Data entries
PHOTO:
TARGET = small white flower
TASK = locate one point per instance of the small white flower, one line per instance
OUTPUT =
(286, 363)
--
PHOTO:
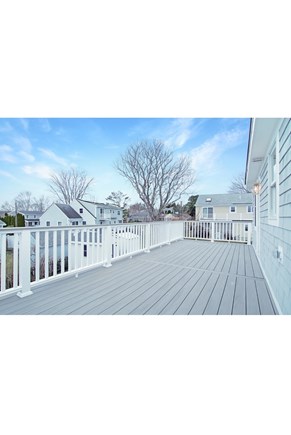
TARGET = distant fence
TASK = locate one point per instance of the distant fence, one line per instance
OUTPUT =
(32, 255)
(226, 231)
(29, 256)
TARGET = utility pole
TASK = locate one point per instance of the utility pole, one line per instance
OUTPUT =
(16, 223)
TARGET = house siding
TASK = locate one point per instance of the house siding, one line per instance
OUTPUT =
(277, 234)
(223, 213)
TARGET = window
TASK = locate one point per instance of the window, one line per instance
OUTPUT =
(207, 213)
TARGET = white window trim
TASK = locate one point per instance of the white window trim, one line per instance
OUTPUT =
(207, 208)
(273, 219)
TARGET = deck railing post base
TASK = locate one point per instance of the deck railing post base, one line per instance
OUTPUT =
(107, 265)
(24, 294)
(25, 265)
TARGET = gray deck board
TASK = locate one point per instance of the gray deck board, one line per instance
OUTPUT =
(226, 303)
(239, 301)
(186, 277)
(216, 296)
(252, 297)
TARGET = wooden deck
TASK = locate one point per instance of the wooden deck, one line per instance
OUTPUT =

● **Given problem**
How many lines in the listing contain the string "fence", counting only matches with the same case? Reply with the number alone.

● **The output**
2